_Entries shown_

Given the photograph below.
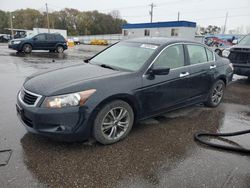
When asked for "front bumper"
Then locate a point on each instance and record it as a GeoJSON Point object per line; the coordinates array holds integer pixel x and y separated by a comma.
{"type": "Point", "coordinates": [242, 69]}
{"type": "Point", "coordinates": [14, 46]}
{"type": "Point", "coordinates": [66, 124]}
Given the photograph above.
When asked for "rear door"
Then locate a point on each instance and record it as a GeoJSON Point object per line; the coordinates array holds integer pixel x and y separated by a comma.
{"type": "Point", "coordinates": [200, 69]}
{"type": "Point", "coordinates": [39, 42]}
{"type": "Point", "coordinates": [165, 91]}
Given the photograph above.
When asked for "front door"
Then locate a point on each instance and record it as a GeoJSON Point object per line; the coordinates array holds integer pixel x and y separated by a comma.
{"type": "Point", "coordinates": [200, 69]}
{"type": "Point", "coordinates": [165, 91]}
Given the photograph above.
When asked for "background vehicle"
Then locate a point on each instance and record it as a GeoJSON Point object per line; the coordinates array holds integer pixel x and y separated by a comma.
{"type": "Point", "coordinates": [76, 41]}
{"type": "Point", "coordinates": [43, 41]}
{"type": "Point", "coordinates": [4, 37]}
{"type": "Point", "coordinates": [220, 42]}
{"type": "Point", "coordinates": [127, 82]}
{"type": "Point", "coordinates": [239, 55]}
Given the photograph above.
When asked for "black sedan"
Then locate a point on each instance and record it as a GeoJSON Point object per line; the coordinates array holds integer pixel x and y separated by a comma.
{"type": "Point", "coordinates": [127, 82]}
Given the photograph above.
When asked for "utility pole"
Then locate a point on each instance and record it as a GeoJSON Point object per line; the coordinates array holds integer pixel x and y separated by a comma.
{"type": "Point", "coordinates": [225, 25]}
{"type": "Point", "coordinates": [11, 26]}
{"type": "Point", "coordinates": [47, 11]}
{"type": "Point", "coordinates": [151, 12]}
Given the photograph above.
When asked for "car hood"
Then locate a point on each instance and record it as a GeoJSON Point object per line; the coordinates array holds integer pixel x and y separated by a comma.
{"type": "Point", "coordinates": [55, 82]}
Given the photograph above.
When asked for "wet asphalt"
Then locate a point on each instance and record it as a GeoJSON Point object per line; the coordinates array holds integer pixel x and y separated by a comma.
{"type": "Point", "coordinates": [158, 152]}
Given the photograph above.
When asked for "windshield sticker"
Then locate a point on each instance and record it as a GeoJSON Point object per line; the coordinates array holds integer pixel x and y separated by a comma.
{"type": "Point", "coordinates": [149, 46]}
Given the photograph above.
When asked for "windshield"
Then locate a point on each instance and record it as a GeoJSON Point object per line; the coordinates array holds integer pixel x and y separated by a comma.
{"type": "Point", "coordinates": [245, 40]}
{"type": "Point", "coordinates": [125, 55]}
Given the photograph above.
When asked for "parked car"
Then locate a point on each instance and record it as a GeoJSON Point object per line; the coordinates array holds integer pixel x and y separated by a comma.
{"type": "Point", "coordinates": [239, 55]}
{"type": "Point", "coordinates": [4, 37]}
{"type": "Point", "coordinates": [127, 82]}
{"type": "Point", "coordinates": [42, 41]}
{"type": "Point", "coordinates": [76, 41]}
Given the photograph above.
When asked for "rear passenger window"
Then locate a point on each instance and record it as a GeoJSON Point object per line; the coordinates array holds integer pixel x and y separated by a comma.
{"type": "Point", "coordinates": [197, 54]}
{"type": "Point", "coordinates": [172, 57]}
{"type": "Point", "coordinates": [210, 55]}
{"type": "Point", "coordinates": [50, 37]}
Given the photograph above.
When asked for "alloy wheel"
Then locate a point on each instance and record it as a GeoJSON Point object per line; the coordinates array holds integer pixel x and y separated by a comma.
{"type": "Point", "coordinates": [115, 123]}
{"type": "Point", "coordinates": [217, 93]}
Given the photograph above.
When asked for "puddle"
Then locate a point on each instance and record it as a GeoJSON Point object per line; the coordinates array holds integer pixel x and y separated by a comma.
{"type": "Point", "coordinates": [5, 157]}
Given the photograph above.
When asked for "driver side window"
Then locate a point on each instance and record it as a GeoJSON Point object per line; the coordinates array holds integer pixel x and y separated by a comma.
{"type": "Point", "coordinates": [172, 57]}
{"type": "Point", "coordinates": [40, 37]}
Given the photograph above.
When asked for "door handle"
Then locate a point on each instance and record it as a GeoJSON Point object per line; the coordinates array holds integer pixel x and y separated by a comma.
{"type": "Point", "coordinates": [184, 74]}
{"type": "Point", "coordinates": [212, 66]}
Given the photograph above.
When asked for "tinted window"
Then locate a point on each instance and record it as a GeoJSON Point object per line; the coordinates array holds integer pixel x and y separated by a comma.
{"type": "Point", "coordinates": [210, 55]}
{"type": "Point", "coordinates": [172, 57]}
{"type": "Point", "coordinates": [40, 37]}
{"type": "Point", "coordinates": [197, 54]}
{"type": "Point", "coordinates": [50, 37]}
{"type": "Point", "coordinates": [125, 55]}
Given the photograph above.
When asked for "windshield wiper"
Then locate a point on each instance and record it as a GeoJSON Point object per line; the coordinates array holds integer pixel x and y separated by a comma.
{"type": "Point", "coordinates": [107, 66]}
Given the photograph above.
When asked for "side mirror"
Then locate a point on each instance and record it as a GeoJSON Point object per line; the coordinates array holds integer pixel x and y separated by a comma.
{"type": "Point", "coordinates": [86, 60]}
{"type": "Point", "coordinates": [235, 41]}
{"type": "Point", "coordinates": [159, 71]}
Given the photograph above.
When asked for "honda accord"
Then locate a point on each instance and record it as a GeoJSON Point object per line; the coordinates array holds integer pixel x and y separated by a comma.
{"type": "Point", "coordinates": [127, 82]}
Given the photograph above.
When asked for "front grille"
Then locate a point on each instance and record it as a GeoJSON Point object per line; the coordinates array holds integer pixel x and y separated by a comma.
{"type": "Point", "coordinates": [27, 121]}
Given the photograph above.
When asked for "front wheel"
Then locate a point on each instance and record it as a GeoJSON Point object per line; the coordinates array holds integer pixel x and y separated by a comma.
{"type": "Point", "coordinates": [218, 51]}
{"type": "Point", "coordinates": [113, 122]}
{"type": "Point", "coordinates": [216, 94]}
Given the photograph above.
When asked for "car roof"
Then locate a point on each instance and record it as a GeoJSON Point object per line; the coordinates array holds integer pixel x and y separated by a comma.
{"type": "Point", "coordinates": [160, 40]}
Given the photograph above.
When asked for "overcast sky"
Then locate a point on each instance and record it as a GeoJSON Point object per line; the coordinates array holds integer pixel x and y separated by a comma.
{"type": "Point", "coordinates": [204, 12]}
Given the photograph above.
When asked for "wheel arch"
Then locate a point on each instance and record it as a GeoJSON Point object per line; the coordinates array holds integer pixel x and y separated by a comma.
{"type": "Point", "coordinates": [124, 97]}
{"type": "Point", "coordinates": [223, 78]}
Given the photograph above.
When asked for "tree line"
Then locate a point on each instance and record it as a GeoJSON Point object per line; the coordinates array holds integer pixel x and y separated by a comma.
{"type": "Point", "coordinates": [74, 21]}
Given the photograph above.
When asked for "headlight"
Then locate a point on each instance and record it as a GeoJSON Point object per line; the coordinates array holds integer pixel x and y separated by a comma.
{"type": "Point", "coordinates": [16, 42]}
{"type": "Point", "coordinates": [226, 53]}
{"type": "Point", "coordinates": [72, 99]}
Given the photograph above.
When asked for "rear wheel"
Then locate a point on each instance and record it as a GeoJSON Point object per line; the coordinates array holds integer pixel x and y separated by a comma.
{"type": "Point", "coordinates": [59, 49]}
{"type": "Point", "coordinates": [216, 94]}
{"type": "Point", "coordinates": [113, 122]}
{"type": "Point", "coordinates": [27, 48]}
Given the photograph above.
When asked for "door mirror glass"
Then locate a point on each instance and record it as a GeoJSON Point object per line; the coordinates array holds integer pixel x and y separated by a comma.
{"type": "Point", "coordinates": [160, 71]}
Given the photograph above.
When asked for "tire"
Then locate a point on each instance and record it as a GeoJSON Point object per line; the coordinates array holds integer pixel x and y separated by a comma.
{"type": "Point", "coordinates": [59, 49]}
{"type": "Point", "coordinates": [113, 122]}
{"type": "Point", "coordinates": [216, 94]}
{"type": "Point", "coordinates": [218, 51]}
{"type": "Point", "coordinates": [27, 48]}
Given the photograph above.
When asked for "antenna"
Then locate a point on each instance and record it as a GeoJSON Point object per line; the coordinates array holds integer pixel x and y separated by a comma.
{"type": "Point", "coordinates": [151, 12]}
{"type": "Point", "coordinates": [47, 17]}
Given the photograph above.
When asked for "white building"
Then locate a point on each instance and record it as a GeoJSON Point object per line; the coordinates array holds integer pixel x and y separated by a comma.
{"type": "Point", "coordinates": [183, 29]}
{"type": "Point", "coordinates": [45, 30]}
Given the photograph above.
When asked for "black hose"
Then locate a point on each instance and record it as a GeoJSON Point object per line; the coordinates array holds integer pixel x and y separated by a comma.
{"type": "Point", "coordinates": [198, 135]}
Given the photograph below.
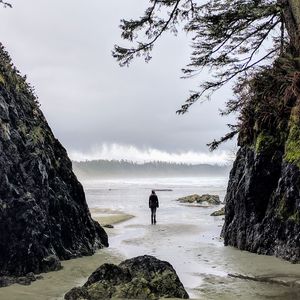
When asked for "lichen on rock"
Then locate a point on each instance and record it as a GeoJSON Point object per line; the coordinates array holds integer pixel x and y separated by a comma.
{"type": "Point", "coordinates": [263, 194]}
{"type": "Point", "coordinates": [143, 277]}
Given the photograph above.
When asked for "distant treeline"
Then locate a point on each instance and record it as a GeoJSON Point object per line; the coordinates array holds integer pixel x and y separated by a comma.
{"type": "Point", "coordinates": [123, 168]}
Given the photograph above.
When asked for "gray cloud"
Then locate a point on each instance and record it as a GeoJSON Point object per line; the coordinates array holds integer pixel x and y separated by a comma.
{"type": "Point", "coordinates": [65, 49]}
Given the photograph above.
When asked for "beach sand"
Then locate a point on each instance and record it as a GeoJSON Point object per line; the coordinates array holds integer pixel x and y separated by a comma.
{"type": "Point", "coordinates": [109, 217]}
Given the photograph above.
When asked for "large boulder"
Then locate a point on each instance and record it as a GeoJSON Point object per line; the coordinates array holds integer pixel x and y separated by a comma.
{"type": "Point", "coordinates": [206, 198]}
{"type": "Point", "coordinates": [143, 277]}
{"type": "Point", "coordinates": [44, 217]}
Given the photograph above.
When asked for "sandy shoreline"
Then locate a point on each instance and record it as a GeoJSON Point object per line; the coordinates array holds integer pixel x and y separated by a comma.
{"type": "Point", "coordinates": [109, 217]}
{"type": "Point", "coordinates": [75, 271]}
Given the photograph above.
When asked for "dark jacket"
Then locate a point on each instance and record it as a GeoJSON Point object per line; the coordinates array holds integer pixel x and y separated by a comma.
{"type": "Point", "coordinates": [153, 201]}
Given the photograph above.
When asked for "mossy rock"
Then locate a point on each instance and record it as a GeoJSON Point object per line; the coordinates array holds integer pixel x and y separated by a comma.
{"type": "Point", "coordinates": [292, 146]}
{"type": "Point", "coordinates": [143, 277]}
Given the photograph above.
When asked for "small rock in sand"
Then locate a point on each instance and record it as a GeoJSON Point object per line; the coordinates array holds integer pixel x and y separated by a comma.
{"type": "Point", "coordinates": [143, 277]}
{"type": "Point", "coordinates": [210, 199]}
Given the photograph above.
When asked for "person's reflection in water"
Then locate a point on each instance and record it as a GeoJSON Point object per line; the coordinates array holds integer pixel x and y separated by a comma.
{"type": "Point", "coordinates": [153, 205]}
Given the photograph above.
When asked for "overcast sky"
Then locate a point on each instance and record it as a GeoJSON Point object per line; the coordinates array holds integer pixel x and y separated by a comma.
{"type": "Point", "coordinates": [97, 109]}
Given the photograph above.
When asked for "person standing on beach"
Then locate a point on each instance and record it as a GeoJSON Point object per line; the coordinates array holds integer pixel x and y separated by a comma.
{"type": "Point", "coordinates": [153, 205]}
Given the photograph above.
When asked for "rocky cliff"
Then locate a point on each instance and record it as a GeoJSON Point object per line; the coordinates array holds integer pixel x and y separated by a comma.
{"type": "Point", "coordinates": [263, 196]}
{"type": "Point", "coordinates": [44, 217]}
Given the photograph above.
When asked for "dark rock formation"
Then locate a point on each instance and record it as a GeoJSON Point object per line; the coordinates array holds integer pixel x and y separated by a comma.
{"type": "Point", "coordinates": [143, 277]}
{"type": "Point", "coordinates": [217, 213]}
{"type": "Point", "coordinates": [263, 196]}
{"type": "Point", "coordinates": [23, 280]}
{"type": "Point", "coordinates": [210, 199]}
{"type": "Point", "coordinates": [44, 217]}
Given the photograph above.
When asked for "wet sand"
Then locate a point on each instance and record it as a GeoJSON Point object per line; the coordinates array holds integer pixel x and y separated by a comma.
{"type": "Point", "coordinates": [75, 271]}
{"type": "Point", "coordinates": [190, 241]}
{"type": "Point", "coordinates": [109, 217]}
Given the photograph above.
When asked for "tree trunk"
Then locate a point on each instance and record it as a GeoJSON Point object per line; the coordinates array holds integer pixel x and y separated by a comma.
{"type": "Point", "coordinates": [292, 22]}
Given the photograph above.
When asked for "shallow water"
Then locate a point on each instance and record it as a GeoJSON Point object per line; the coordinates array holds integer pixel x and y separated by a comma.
{"type": "Point", "coordinates": [188, 237]}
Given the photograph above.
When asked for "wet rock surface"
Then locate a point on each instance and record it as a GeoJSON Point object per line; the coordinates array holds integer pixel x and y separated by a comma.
{"type": "Point", "coordinates": [220, 212]}
{"type": "Point", "coordinates": [203, 199]}
{"type": "Point", "coordinates": [23, 280]}
{"type": "Point", "coordinates": [44, 216]}
{"type": "Point", "coordinates": [143, 277]}
{"type": "Point", "coordinates": [263, 205]}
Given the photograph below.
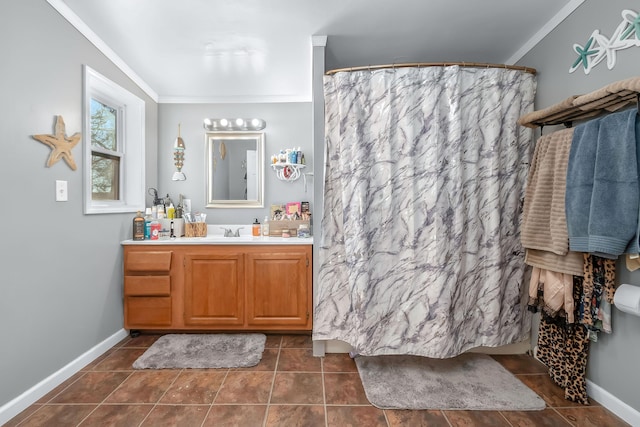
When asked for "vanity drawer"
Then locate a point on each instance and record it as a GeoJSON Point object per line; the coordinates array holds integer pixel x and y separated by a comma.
{"type": "Point", "coordinates": [147, 285]}
{"type": "Point", "coordinates": [141, 261]}
{"type": "Point", "coordinates": [143, 312]}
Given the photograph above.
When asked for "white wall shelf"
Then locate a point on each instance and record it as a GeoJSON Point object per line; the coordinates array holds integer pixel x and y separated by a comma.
{"type": "Point", "coordinates": [288, 171]}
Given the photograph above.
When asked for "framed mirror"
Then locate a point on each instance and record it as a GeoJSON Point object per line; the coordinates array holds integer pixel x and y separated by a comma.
{"type": "Point", "coordinates": [235, 169]}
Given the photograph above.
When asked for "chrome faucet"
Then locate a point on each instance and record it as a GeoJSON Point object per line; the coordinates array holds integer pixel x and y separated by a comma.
{"type": "Point", "coordinates": [229, 233]}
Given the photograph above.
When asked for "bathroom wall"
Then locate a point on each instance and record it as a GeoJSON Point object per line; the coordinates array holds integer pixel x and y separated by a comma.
{"type": "Point", "coordinates": [61, 286]}
{"type": "Point", "coordinates": [613, 360]}
{"type": "Point", "coordinates": [288, 125]}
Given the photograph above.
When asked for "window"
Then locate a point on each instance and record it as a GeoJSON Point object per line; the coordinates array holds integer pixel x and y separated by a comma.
{"type": "Point", "coordinates": [113, 147]}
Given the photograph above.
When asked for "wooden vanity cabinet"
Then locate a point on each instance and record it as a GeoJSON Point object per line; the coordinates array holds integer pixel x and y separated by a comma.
{"type": "Point", "coordinates": [278, 289]}
{"type": "Point", "coordinates": [214, 291]}
{"type": "Point", "coordinates": [147, 289]}
{"type": "Point", "coordinates": [218, 287]}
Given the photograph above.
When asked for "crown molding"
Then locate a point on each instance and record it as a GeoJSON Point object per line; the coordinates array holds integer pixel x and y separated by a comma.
{"type": "Point", "coordinates": [545, 30]}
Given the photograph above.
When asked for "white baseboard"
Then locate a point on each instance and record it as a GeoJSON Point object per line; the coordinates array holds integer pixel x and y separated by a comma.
{"type": "Point", "coordinates": [22, 402]}
{"type": "Point", "coordinates": [613, 404]}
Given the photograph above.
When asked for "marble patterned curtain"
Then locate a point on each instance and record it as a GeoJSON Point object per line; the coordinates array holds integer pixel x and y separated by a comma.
{"type": "Point", "coordinates": [425, 171]}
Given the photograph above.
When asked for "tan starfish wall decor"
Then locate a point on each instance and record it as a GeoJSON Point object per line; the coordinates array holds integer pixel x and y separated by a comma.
{"type": "Point", "coordinates": [60, 144]}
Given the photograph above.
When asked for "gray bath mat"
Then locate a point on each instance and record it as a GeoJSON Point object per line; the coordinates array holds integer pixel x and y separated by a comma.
{"type": "Point", "coordinates": [203, 351]}
{"type": "Point", "coordinates": [467, 382]}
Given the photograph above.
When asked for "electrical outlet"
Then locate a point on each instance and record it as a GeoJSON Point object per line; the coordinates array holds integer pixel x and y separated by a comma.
{"type": "Point", "coordinates": [62, 194]}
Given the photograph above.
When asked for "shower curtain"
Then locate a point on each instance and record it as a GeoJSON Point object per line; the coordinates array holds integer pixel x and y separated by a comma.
{"type": "Point", "coordinates": [425, 171]}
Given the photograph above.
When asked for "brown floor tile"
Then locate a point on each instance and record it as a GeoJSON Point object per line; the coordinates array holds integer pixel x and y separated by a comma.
{"type": "Point", "coordinates": [91, 365]}
{"type": "Point", "coordinates": [120, 360]}
{"type": "Point", "coordinates": [297, 341]}
{"type": "Point", "coordinates": [194, 387]}
{"type": "Point", "coordinates": [273, 341]}
{"type": "Point", "coordinates": [142, 340]}
{"type": "Point", "coordinates": [235, 415]}
{"type": "Point", "coordinates": [344, 389]}
{"type": "Point", "coordinates": [143, 387]}
{"type": "Point", "coordinates": [401, 418]}
{"type": "Point", "coordinates": [521, 363]}
{"type": "Point", "coordinates": [548, 417]}
{"type": "Point", "coordinates": [338, 362]}
{"type": "Point", "coordinates": [267, 362]}
{"type": "Point", "coordinates": [551, 393]}
{"type": "Point", "coordinates": [341, 416]}
{"type": "Point", "coordinates": [58, 416]}
{"type": "Point", "coordinates": [300, 360]}
{"type": "Point", "coordinates": [245, 387]}
{"type": "Point", "coordinates": [591, 416]}
{"type": "Point", "coordinates": [117, 416]}
{"type": "Point", "coordinates": [92, 387]}
{"type": "Point", "coordinates": [475, 418]}
{"type": "Point", "coordinates": [296, 416]}
{"type": "Point", "coordinates": [22, 416]}
{"type": "Point", "coordinates": [176, 415]}
{"type": "Point", "coordinates": [294, 387]}
{"type": "Point", "coordinates": [53, 393]}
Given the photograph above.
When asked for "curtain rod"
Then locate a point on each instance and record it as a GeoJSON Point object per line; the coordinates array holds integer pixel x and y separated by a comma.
{"type": "Point", "coordinates": [608, 99]}
{"type": "Point", "coordinates": [433, 64]}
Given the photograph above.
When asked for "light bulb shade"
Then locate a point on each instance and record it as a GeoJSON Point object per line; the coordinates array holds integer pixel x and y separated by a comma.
{"type": "Point", "coordinates": [253, 124]}
{"type": "Point", "coordinates": [179, 176]}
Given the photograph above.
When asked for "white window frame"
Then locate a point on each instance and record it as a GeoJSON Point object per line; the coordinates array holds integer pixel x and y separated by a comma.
{"type": "Point", "coordinates": [131, 116]}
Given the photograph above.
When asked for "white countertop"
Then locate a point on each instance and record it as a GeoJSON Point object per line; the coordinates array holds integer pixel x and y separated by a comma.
{"type": "Point", "coordinates": [219, 240]}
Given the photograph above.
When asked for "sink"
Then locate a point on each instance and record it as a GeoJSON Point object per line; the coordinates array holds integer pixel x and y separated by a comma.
{"type": "Point", "coordinates": [220, 238]}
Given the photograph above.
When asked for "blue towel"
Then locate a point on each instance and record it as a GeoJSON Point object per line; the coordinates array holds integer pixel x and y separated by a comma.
{"type": "Point", "coordinates": [603, 195]}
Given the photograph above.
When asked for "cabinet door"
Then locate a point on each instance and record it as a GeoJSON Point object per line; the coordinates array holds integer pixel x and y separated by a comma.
{"type": "Point", "coordinates": [214, 289]}
{"type": "Point", "coordinates": [278, 290]}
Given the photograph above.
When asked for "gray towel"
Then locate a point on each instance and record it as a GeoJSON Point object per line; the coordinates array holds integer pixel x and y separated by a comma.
{"type": "Point", "coordinates": [602, 196]}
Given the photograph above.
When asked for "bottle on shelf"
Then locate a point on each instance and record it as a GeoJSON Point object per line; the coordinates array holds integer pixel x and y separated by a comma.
{"type": "Point", "coordinates": [138, 226]}
{"type": "Point", "coordinates": [256, 228]}
{"type": "Point", "coordinates": [147, 223]}
{"type": "Point", "coordinates": [155, 230]}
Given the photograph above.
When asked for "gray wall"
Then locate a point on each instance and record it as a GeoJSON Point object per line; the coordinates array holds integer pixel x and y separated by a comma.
{"type": "Point", "coordinates": [288, 125]}
{"type": "Point", "coordinates": [61, 286]}
{"type": "Point", "coordinates": [613, 360]}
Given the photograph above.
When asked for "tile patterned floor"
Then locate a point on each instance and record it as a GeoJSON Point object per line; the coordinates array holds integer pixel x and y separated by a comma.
{"type": "Point", "coordinates": [289, 387]}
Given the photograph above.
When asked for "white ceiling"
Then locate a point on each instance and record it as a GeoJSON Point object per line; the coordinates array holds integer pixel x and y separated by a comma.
{"type": "Point", "coordinates": [260, 50]}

_Problem statement_
Find every line in the material above that contains the word "windshield", matching case exactly, and copy each of those lines.

_The completed task_
When asked for "windshield sticker"
When asked for "windshield"
When asked for "windshield wiper"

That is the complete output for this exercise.